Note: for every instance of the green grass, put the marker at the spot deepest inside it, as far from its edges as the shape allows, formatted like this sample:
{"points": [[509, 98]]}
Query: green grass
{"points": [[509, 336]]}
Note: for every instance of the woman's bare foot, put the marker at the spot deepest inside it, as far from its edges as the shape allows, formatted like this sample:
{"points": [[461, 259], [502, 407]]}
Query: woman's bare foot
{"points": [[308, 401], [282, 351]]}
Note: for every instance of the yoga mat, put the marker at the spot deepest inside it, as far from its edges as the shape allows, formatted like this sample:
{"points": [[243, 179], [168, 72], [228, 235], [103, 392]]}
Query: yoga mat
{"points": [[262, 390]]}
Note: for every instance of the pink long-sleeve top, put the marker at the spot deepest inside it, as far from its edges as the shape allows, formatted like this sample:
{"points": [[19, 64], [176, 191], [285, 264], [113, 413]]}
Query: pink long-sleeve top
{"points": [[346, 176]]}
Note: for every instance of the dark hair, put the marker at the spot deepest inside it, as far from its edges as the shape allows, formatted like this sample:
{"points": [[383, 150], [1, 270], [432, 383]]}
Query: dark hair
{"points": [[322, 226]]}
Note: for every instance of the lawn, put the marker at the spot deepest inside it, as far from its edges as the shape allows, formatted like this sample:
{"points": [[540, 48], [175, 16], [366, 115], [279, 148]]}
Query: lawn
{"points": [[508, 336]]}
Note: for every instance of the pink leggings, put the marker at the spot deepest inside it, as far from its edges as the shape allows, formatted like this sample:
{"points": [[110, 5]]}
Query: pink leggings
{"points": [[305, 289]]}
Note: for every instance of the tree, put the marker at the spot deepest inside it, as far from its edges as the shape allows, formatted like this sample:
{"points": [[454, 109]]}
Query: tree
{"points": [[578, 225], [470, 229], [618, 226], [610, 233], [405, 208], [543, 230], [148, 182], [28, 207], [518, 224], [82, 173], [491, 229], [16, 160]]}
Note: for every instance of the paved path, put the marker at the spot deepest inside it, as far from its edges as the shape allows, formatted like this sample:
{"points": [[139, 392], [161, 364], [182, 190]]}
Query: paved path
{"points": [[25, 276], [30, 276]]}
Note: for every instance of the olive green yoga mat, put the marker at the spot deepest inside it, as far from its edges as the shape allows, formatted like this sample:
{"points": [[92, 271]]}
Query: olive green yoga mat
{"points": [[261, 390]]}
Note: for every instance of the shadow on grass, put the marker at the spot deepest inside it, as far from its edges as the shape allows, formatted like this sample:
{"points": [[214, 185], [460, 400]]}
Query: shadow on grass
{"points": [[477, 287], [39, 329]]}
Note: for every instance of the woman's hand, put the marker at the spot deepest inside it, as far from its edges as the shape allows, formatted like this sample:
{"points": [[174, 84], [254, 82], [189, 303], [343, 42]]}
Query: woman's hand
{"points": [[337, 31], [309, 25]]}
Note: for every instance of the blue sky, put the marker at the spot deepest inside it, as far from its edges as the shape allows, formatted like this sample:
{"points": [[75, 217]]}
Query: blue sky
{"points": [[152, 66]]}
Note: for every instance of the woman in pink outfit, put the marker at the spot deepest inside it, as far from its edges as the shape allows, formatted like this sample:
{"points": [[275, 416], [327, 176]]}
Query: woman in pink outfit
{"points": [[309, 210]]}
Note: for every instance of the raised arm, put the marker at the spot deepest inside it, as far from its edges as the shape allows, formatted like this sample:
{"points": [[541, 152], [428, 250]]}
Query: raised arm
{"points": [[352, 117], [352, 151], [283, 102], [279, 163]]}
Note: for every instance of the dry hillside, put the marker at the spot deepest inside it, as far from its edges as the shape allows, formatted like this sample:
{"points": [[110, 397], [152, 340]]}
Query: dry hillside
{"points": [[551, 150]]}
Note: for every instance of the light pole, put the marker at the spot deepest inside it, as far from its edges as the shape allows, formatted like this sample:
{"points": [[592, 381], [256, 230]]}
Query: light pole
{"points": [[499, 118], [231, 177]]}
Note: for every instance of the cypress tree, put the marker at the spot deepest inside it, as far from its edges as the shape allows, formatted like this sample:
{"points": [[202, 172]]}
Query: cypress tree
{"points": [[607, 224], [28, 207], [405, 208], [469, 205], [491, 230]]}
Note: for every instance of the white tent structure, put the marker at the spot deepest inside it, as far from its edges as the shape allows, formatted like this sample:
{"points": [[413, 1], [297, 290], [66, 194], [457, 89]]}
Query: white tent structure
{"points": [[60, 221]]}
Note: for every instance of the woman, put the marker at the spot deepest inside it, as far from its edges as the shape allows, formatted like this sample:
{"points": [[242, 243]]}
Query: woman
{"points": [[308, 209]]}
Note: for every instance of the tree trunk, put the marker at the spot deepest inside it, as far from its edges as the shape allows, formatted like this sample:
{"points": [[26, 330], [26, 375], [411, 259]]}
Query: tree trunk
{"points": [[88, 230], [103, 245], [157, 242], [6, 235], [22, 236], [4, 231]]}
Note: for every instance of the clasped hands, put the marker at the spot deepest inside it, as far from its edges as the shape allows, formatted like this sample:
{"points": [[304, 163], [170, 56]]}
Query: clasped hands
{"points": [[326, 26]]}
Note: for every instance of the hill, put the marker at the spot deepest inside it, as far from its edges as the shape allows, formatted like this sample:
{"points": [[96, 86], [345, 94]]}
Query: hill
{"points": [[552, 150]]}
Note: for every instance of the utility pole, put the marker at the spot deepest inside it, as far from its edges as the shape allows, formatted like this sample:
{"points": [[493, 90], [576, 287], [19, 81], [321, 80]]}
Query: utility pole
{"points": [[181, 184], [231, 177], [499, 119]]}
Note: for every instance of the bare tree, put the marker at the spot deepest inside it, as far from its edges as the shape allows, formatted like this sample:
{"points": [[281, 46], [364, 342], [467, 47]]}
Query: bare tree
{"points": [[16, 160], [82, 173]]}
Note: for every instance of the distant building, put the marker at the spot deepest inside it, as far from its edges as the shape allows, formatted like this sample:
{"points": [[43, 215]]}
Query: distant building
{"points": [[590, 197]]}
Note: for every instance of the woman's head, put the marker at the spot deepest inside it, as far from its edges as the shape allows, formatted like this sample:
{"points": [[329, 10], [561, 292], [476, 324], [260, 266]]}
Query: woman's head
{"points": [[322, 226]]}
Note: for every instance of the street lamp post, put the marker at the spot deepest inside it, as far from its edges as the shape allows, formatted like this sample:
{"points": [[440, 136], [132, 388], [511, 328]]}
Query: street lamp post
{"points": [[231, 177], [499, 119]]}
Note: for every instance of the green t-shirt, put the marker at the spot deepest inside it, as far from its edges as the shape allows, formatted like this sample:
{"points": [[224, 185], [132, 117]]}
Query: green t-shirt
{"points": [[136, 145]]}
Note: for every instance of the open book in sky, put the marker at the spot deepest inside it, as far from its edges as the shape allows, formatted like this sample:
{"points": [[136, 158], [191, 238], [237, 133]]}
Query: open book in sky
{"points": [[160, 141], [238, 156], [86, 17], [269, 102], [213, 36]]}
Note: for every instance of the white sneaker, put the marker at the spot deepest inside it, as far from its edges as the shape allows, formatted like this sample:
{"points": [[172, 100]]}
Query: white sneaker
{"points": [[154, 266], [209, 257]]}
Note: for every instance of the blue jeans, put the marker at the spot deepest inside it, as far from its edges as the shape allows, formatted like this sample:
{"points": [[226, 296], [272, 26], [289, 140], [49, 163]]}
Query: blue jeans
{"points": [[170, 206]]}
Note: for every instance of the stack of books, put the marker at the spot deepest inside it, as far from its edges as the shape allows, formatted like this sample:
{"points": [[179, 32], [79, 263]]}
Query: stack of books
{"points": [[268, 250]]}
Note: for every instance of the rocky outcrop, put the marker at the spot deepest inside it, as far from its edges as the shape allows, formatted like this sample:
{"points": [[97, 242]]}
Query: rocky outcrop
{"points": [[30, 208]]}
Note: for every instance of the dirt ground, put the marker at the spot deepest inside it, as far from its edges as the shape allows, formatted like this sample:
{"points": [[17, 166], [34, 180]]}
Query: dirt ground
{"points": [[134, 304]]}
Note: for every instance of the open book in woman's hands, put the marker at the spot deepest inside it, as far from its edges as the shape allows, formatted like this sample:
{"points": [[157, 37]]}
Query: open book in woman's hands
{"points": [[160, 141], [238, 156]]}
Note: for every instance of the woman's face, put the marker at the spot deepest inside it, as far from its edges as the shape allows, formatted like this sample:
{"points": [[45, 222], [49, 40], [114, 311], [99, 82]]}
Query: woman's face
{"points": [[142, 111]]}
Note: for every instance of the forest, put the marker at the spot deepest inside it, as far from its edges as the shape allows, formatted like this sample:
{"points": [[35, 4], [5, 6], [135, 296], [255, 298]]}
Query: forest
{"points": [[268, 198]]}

:::

#### Work item
Only the lines from the one containing "Query: woman's face" through the last line of the material belong in your answer; output them exactly.

#### Task result
Query: woman's face
{"points": [[142, 111]]}
Note: for every instance of the forest, put the marker at the spot deepest inside it, as far from its edges as the shape allows, formatted like this sample:
{"points": [[35, 4], [5, 6], [135, 296], [255, 298]]}
Query: forest
{"points": [[268, 198]]}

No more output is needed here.